> _SOURCE MATERIAL_
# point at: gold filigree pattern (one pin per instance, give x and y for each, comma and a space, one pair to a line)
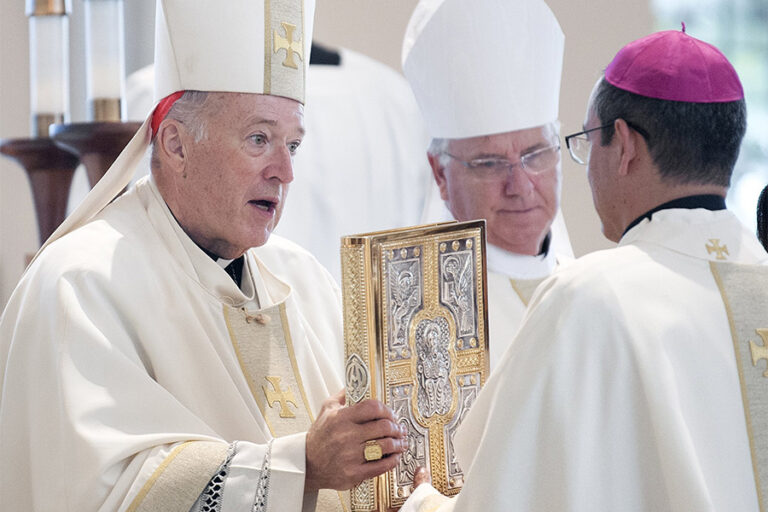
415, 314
* * *
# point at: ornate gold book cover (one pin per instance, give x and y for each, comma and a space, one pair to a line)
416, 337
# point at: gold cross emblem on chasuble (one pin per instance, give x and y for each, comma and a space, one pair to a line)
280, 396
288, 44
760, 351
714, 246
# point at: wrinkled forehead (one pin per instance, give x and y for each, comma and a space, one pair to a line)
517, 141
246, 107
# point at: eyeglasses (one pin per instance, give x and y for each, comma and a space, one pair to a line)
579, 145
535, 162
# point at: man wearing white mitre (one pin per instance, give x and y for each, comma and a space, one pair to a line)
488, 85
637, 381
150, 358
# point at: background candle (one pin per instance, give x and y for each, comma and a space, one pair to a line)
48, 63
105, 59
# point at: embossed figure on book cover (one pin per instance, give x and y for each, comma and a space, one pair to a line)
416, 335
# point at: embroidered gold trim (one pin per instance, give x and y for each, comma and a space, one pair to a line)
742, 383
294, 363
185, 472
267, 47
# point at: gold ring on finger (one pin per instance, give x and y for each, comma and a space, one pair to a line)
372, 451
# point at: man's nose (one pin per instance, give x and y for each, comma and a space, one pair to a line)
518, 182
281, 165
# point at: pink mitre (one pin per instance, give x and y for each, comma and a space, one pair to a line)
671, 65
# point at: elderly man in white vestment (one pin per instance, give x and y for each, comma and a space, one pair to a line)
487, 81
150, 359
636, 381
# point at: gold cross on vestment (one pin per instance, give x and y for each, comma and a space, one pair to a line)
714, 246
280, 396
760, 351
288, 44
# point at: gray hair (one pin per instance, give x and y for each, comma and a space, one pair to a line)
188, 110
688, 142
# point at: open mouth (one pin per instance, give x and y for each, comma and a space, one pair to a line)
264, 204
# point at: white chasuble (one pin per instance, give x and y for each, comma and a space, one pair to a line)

> _EXERCISE GOAL_
Take from the material above the lines running from the one with "# point at: gray" through the one with "# point at: white", and repeat them exactly, with nothing else.

> _TASK RESULT_
# point at: gray hair (one pin per instance, give x and y for each, comma and a space, one pair to a line)
188, 110
688, 142
# point at: open mouth (one pin per instance, give x and y for each, comma and a space, one pair to a line)
264, 204
# point at: white chasuble (one pin per instance, give x and y for each, comma and a space, one pair to a line)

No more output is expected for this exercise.